#### PASSAGE

Figure 12 shows the flow diagram of the proposed risk assessment method. Steps are labelled 1–12 for references made in the following section ions. Steps 7–9 and 10–12 can be performed simultaneously.

Fig. 12
figure 12

Methodology flow diagram of EcS Method

Steps 1–3 Hazards and safety barriers are identified. These details are available from literature of battery energy safety articles, or NFPA855 and IEC62933 safety standards for varieties of battery energy storage technologies listed in ''Literature Review'' section. The STPA control structure of the grid-connected PV system with BESS is adapted from Rosewater et al., IEC62933 and SANDIA National Laboratories, and modified on project-to-project basis.

Steps 4–9 The primary event of the Event Tree is identified, usually the release of a certain hazard, where unmitigated outcomes lead to severe consequences. For example, start of external fire in the BESS room or uncontrolled toxic gas release. Probabilities of safety barrier failure on demand are listed and used to compute event tree outcomes and the frequency (per year) of the ETA primary event, explained and demonstrated in the following section. The final outcomes of the event tree are calculated, and the frequencies (per year) are evaluated.

Steps 10–12 The STPA control actions are identified based on the control diagram produced earlier in Step 2. This is followed by an assessment of unsafe control actions and corresponding mitigation measures. Mitigation measures can be in the form of additional safety constraints or improved safety design.

Probabilistic event tree analysis

In this approach, the initiating event is described as an event of release of hazard i.e. release of toxic gas, thermal runaway, or an external fire not initiated by a battery unit. The frequency of occurrence of an initiating event can be obtained via historical data and failure rates of failure modes of the battery systems leading to the initial event. The Institute of Electrical and Electronics Engineers (IEEE) and Centre for Chemical Process Safety (CCPS) have specified estimated frequencies of component failures covering frequencies of hazard release events from electrical component failures, mechanical impacts, internal short circuits, overcharging, etc. for electrical power systems.

The release of hazard of the ETA initial event is conceptualized as occurrence of the initial failure and the subsequent failure of prevention barriers e.g. BMS voltage–current control, cooling, shutdown and circuit breakers. Failure modes are considered on 3 levels, as described in Table 7, where a single failure affects one battery rack, one BESS unit or all BESS units. The frequency of flood occurrence as an initiating failure mode is calculated using Monte Carlo simulation of the reported history of natural hazard events of the specified region. In the case study of Malaysia, natural hazard events concerned are flood and landslide events.

########

## WORK ORDER
Transcribe the battery storage passage, beginning at the words "Steps 1–3 Hazards" and stopping after "on project-to-project basis.". The material that comes after this passage on battery storage risk assessment is separate from it.

#### DATASET CONTENT

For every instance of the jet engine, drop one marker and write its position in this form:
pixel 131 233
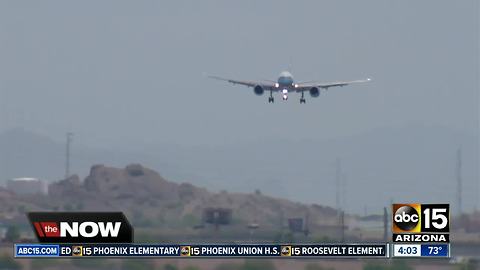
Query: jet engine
pixel 314 92
pixel 258 90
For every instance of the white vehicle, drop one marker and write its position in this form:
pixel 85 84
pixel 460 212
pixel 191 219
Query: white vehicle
pixel 286 84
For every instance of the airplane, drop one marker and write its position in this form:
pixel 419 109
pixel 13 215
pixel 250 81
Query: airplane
pixel 286 84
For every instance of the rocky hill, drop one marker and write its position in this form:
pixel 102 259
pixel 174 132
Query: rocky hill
pixel 149 200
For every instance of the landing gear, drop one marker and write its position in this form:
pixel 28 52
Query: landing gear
pixel 302 99
pixel 270 98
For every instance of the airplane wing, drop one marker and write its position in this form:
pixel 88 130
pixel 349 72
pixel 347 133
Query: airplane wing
pixel 270 86
pixel 307 86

########

## WRITTEN REPLY
Steps 1–3 Hazards and safety barriers are identified. These details are available from literature of battery energy safety articles, or NFPA855 and IEC62933 safety standards for varieties of battery energy storage technologies listed in ''Literature Review'' section. The STPA control structure of the grid-connected PV system with BESS is adapted from Rosewater et al., IEC62933 and SANDIA National Laboratories, and modified on project-to-project basis.